Here is a government, from its head down, that practices ignorance-based public policy. Huge areas of the human condition go completely unrecognized – AIDS, global warming, Africa, to name only a few...This is a prime minister who is single-handedly reversing Canada's stellar reputation (too often vastly overrated, I'm afraid) around the world. I've just come from Africa, and I promise you this is no exaggeration.
It's also bizarre in Harper's own terms. He's dying to have Canada elected a temporary member of the Security Council when a rotating seat opens later this year. (What Harper's Canada could possibly bring to the Council except deep-rooted ignorance and sophomoric prejudices is beyond understanding.) Yet he has actively alienated countries all over the world by his various vindictive acts – such as cutting off aid to African countries, refusing grants to widely respected Canadian NGOs, copping out on climate change.
This is a prime minister who knows little about many subjects and feels passionately about them all – the Middle East, international development, the entire Canadian criminal justice system. This is a prime minister who looks at a complex, nuanced, interconnected world and sees only simple black and white. This is a prime minister who breaks the most heartfelt of commitments with bland excuses that make you wonder if you've heard properly. This is a prime minister for whom democratic accountability is a pure oxymoron that has no place in his life...

### Record list
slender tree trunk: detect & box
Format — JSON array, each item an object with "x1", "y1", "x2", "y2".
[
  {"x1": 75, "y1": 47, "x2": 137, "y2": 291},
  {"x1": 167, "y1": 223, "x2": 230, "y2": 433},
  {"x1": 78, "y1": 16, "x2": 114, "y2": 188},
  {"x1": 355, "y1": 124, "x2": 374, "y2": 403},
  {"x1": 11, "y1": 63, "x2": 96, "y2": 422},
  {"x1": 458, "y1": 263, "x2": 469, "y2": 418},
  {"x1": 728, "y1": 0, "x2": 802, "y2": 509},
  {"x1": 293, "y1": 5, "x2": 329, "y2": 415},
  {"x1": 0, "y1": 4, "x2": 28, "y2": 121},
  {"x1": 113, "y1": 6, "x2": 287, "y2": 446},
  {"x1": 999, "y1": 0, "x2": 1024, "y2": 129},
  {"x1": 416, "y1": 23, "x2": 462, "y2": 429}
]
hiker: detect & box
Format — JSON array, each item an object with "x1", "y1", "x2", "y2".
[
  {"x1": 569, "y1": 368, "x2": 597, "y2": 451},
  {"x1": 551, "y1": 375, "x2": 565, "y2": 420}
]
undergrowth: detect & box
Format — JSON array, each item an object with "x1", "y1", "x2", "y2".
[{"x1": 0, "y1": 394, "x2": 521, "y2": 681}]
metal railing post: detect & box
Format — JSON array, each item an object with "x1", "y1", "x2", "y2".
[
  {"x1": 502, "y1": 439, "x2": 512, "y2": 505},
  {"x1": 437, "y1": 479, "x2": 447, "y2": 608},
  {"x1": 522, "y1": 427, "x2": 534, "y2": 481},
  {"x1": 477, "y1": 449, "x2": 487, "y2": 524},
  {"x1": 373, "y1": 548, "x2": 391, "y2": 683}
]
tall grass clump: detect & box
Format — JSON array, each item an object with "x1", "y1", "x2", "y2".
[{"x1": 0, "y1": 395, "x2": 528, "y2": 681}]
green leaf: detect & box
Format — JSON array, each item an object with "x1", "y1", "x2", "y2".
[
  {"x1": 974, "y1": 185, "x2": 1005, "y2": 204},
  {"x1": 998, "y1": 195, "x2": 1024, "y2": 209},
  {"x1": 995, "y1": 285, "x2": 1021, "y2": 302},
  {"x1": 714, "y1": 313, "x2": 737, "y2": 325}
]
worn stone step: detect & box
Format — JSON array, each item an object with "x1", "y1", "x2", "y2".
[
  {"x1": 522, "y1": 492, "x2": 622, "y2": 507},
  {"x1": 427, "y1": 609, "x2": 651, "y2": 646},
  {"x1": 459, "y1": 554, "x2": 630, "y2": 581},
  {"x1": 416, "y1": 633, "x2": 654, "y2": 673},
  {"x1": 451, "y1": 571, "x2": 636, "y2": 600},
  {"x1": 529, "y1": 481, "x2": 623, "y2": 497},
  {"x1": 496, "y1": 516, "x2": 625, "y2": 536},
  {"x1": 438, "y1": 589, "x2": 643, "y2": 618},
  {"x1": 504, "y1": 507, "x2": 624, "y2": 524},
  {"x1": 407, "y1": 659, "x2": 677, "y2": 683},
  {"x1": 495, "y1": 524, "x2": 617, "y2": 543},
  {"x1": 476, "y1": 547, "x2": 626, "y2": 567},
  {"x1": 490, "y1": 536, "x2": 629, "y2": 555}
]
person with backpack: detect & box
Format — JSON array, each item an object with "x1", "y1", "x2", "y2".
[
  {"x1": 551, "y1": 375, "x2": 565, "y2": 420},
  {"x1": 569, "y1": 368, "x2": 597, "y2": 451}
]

### Your task
Pick up the commentary on Prime Minister Harper's government after its final sentence and continue it in the same voice.

### Response
This week's polls suggest that his arbitrary, arguably unconstitutional suspension of Parliament – a drastic ploy in order to bury the issue of torturing Afghan prisoners – has cost him dearly among Canadians. He of course gave himself the Christmas gift of insisting that his fellow citizens didn't give a rat's fanny about either. He's been wrong so many times I can't even count the Globe and Mail editorials fiercely criticizing him. But he bounces back, time after time, and fools us all. How many more times can he get away with it? Look at his reaction to Haiti. Just watch him.
All for ourselves, and nothing for other people, seems, in every age of the world, to have been the vile maxim of the masters of mankind.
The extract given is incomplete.